What you have to do: Beginning at the line that includes "positive clicks: (300, 481) (238, 515)" in the entries below, print each line exactly as it appears, through the last one.

____________

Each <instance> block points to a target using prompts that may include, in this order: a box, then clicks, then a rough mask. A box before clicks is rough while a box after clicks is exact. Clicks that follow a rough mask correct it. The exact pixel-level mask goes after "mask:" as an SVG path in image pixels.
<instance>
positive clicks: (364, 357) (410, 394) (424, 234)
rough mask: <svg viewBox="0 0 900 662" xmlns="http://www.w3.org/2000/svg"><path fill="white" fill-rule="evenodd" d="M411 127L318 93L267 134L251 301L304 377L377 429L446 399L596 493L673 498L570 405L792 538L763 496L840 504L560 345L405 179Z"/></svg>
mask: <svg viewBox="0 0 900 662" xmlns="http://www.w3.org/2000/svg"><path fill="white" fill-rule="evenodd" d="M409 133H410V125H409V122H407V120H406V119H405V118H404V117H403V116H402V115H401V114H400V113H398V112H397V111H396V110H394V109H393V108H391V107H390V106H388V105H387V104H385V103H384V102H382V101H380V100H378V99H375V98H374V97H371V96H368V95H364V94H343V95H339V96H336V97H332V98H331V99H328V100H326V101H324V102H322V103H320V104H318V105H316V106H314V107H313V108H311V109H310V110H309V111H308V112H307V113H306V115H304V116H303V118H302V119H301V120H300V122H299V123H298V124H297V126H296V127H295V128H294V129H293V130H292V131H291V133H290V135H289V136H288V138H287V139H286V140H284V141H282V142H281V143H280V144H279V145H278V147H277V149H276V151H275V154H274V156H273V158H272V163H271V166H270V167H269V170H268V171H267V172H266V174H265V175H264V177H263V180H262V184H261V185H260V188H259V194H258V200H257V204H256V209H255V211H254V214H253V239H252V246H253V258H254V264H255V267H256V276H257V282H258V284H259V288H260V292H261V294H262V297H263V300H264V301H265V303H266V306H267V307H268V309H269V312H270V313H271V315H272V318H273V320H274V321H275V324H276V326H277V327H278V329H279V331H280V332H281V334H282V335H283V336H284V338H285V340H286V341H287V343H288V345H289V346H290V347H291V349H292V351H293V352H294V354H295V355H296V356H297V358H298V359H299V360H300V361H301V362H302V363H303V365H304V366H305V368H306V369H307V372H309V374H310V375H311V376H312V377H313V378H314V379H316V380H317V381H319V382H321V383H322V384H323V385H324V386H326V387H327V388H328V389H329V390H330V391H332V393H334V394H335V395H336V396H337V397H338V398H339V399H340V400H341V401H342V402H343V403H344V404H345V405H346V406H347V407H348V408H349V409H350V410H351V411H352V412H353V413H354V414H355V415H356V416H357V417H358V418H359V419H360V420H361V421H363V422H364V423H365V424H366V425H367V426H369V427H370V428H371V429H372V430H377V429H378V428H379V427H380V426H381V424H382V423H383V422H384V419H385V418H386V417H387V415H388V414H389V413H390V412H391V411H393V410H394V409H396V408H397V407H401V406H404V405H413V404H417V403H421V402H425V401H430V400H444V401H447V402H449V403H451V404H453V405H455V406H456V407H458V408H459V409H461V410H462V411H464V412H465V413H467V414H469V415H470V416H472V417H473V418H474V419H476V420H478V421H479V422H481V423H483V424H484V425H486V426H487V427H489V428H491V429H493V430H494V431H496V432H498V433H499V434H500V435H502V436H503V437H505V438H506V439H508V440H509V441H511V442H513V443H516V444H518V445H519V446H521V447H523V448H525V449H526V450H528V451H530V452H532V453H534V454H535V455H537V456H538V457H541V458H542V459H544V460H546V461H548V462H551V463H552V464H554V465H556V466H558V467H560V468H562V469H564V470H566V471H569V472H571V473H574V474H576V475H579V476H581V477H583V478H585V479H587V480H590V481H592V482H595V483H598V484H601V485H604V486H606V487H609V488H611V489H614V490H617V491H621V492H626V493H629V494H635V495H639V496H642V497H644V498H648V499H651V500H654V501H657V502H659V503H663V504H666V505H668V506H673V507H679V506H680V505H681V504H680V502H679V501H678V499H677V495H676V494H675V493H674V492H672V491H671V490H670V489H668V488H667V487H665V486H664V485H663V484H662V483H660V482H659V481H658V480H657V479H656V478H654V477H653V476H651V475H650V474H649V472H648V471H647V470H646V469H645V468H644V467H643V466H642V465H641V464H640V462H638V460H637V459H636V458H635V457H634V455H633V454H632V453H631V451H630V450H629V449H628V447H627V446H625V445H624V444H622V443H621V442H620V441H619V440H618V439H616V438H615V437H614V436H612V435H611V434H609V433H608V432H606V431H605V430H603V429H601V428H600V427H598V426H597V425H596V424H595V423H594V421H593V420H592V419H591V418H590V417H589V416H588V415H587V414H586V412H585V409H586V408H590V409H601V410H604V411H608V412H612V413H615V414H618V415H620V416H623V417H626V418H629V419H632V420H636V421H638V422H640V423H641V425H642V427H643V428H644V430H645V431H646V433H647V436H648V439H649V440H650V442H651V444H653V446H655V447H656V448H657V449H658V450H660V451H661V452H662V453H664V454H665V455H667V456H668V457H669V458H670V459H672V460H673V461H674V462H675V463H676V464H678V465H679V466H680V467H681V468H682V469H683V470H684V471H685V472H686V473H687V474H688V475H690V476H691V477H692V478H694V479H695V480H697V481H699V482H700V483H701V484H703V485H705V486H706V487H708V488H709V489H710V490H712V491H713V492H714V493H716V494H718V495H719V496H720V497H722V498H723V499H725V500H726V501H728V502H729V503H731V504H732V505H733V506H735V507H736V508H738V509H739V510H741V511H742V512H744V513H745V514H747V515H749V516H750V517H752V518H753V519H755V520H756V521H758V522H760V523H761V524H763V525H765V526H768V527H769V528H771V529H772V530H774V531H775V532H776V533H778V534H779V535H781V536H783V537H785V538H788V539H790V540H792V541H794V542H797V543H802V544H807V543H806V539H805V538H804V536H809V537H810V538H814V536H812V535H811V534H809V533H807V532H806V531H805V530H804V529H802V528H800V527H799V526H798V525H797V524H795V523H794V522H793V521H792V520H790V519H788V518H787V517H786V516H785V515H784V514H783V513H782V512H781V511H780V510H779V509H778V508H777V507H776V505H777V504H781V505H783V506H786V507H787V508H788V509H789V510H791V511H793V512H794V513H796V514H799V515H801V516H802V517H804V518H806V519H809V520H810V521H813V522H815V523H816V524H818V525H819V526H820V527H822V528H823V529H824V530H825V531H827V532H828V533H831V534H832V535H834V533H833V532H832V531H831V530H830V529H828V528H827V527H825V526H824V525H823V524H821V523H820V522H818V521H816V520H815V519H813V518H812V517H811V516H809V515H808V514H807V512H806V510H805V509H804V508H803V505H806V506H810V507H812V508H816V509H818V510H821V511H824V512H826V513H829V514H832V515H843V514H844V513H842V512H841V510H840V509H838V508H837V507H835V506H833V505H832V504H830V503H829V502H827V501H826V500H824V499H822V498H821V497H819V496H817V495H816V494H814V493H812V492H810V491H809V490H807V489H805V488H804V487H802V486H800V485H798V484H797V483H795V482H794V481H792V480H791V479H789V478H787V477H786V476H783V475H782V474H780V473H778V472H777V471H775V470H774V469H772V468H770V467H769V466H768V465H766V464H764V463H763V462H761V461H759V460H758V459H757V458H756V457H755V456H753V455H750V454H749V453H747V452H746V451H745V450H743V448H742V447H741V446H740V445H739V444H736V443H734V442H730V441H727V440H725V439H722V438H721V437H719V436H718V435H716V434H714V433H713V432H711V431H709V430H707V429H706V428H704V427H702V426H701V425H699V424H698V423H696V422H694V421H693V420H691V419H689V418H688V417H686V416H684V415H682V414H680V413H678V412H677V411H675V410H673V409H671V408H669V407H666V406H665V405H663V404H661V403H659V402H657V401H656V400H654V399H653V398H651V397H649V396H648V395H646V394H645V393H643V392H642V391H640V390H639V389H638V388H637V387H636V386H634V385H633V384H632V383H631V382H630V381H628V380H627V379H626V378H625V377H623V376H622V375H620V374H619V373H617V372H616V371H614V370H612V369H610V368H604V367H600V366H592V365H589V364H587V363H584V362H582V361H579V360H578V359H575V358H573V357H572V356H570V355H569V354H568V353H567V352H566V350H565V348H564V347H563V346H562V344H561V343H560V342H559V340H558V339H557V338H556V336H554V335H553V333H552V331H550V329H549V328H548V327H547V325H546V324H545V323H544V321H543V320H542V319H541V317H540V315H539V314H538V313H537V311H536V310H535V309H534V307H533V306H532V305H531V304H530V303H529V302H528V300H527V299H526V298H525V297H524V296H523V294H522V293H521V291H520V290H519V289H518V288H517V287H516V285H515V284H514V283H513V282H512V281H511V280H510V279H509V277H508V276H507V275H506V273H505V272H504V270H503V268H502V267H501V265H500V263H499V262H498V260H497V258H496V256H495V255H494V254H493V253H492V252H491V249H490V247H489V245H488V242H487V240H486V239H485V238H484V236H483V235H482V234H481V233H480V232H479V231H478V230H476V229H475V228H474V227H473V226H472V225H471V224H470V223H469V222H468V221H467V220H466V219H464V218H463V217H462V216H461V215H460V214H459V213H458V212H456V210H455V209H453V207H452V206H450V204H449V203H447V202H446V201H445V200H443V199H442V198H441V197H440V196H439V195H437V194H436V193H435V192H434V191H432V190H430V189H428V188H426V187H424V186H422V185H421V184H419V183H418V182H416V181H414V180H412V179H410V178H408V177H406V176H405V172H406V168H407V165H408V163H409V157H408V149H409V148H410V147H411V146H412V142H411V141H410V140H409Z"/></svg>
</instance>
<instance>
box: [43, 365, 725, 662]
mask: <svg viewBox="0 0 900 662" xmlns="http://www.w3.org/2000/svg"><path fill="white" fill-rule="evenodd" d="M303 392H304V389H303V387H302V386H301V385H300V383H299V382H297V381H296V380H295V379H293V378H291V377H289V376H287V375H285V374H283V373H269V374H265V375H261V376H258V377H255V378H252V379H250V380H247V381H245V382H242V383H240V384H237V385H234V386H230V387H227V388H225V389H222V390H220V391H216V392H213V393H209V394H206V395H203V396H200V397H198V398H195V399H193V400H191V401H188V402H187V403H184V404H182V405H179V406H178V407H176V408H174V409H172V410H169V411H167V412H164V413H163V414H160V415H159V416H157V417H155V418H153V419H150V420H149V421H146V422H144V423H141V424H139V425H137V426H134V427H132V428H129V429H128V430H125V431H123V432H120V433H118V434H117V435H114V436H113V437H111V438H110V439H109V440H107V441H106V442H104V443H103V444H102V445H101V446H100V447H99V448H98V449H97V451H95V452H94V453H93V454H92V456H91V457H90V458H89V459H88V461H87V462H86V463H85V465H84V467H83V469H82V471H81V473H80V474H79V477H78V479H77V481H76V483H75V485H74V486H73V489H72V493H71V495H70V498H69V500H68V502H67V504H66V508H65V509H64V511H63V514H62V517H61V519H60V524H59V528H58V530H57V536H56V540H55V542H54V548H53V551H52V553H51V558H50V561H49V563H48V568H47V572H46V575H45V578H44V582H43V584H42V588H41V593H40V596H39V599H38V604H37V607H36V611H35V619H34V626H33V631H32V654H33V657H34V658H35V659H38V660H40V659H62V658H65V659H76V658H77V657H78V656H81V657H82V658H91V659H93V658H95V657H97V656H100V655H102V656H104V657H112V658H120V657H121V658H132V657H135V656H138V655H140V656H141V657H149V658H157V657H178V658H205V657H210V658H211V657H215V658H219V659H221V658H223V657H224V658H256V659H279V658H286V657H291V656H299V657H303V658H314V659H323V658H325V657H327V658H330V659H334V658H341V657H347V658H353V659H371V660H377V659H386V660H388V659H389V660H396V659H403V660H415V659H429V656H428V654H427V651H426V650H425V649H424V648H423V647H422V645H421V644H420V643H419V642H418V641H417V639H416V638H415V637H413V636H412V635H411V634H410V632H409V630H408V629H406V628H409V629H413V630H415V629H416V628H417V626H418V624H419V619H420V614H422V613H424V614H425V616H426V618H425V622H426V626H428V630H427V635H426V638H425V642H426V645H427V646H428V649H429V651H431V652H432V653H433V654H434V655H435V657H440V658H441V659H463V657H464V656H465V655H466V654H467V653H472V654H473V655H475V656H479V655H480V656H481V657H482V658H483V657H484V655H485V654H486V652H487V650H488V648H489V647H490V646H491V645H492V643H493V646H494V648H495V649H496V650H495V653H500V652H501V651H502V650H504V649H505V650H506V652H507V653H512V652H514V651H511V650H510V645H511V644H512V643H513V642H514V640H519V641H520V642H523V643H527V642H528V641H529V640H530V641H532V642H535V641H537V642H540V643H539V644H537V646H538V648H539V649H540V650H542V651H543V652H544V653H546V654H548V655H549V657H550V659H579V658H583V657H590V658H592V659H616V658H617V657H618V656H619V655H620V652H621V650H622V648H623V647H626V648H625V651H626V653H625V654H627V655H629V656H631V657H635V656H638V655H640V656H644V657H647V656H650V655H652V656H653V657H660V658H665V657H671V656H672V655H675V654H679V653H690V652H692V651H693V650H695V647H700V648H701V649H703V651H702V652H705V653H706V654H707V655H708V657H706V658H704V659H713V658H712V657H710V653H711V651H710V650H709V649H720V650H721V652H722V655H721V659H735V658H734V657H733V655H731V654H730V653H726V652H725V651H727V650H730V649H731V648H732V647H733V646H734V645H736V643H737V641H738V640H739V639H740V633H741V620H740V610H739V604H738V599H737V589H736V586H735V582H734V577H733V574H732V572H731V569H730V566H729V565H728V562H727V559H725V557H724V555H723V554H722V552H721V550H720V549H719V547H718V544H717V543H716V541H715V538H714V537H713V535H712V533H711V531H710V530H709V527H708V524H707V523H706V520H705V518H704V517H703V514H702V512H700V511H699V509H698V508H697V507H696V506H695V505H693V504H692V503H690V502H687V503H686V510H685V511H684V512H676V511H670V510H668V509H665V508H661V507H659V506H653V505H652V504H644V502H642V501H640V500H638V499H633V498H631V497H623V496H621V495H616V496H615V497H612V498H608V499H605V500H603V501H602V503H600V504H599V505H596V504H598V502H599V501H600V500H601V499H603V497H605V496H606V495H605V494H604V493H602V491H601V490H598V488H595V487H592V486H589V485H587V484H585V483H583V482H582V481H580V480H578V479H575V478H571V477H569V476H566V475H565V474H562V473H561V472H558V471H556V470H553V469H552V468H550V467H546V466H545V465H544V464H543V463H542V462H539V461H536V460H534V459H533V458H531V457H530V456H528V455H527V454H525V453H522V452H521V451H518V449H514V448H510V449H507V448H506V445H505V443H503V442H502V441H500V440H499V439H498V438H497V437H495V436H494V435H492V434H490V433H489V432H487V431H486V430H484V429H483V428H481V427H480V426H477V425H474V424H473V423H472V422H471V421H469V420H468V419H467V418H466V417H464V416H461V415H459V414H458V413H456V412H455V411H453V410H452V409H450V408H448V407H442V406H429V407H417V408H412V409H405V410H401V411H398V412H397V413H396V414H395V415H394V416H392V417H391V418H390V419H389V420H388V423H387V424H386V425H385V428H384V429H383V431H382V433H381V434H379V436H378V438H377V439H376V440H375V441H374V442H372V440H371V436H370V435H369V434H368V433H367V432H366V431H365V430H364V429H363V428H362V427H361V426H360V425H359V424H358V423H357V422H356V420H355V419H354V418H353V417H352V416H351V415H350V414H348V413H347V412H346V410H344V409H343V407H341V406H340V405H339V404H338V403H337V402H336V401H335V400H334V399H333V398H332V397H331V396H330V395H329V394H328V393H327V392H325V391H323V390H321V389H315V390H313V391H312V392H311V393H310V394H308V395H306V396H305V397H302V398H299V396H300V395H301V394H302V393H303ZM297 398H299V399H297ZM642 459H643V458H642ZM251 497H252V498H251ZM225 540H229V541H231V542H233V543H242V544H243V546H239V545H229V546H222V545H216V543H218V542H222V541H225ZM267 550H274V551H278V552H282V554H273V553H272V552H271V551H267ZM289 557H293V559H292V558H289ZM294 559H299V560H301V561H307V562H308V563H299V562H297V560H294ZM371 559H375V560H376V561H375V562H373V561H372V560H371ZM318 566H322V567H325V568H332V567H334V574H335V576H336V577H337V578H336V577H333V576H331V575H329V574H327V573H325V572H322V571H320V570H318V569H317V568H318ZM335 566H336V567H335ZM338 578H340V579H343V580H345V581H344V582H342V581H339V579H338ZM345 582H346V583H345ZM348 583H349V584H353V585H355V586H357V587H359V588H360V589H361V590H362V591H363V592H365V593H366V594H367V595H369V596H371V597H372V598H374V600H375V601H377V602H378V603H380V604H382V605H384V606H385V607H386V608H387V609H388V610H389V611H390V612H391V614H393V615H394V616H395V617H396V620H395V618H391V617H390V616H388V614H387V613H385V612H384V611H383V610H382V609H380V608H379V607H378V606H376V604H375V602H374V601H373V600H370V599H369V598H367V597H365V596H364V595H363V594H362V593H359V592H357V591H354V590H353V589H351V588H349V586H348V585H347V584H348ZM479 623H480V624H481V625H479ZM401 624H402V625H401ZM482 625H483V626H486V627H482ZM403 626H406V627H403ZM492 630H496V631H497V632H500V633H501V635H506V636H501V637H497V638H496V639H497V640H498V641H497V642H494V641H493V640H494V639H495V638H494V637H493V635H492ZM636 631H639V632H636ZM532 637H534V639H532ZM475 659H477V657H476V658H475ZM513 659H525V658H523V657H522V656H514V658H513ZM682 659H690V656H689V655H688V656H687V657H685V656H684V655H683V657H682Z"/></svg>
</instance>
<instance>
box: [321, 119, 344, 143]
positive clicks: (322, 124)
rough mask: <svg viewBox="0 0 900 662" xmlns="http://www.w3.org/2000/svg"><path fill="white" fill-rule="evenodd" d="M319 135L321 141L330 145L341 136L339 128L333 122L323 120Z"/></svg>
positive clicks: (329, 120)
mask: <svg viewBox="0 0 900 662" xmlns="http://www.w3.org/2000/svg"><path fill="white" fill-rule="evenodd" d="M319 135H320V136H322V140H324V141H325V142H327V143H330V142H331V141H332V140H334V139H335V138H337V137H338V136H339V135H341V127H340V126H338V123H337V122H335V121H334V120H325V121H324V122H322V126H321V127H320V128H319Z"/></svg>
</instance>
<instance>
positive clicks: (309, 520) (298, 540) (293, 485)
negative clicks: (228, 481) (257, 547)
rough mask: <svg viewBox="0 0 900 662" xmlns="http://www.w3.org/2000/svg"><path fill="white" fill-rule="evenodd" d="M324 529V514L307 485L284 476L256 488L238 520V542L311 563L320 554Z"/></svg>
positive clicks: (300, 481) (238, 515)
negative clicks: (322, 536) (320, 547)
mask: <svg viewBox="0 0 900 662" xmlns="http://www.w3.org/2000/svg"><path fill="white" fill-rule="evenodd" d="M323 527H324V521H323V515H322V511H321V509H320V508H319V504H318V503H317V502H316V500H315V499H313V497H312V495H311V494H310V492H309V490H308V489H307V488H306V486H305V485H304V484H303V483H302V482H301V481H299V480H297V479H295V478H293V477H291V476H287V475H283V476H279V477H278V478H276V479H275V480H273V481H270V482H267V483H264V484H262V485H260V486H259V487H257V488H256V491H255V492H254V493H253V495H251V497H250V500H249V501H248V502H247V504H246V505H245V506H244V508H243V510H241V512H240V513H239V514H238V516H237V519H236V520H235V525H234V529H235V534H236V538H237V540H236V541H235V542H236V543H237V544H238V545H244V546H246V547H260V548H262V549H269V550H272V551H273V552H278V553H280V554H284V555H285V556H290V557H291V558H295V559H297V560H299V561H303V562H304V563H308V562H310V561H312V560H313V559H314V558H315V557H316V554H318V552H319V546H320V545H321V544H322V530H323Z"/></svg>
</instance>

____________

Answer:
positive clicks: (300, 481) (238, 515)
negative clicks: (322, 536) (320, 547)
mask: <svg viewBox="0 0 900 662" xmlns="http://www.w3.org/2000/svg"><path fill="white" fill-rule="evenodd" d="M323 527H324V521H323V515H322V511H321V509H320V508H319V504H318V503H317V502H316V500H315V499H313V497H312V495H311V494H310V492H309V490H308V489H307V488H306V486H305V485H304V484H303V483H302V482H301V481H299V480H297V479H295V478H293V477H291V476H287V475H283V476H279V477H278V478H276V479H275V480H273V481H270V482H267V483H264V484H262V485H260V486H259V487H257V488H256V491H255V492H254V493H253V495H251V497H250V500H249V501H248V502H247V504H246V505H245V506H244V508H243V510H241V512H240V513H239V514H238V516H237V519H236V520H235V525H234V529H235V534H236V538H237V540H236V541H235V542H236V543H237V544H238V545H244V546H246V547H260V548H262V549H269V550H272V551H273V552H278V553H280V554H284V555H285V556H290V557H291V558H295V559H297V560H299V561H303V562H304V563H308V562H310V561H312V560H313V559H314V558H315V557H316V554H318V552H319V546H320V545H321V544H322V530H323Z"/></svg>
</instance>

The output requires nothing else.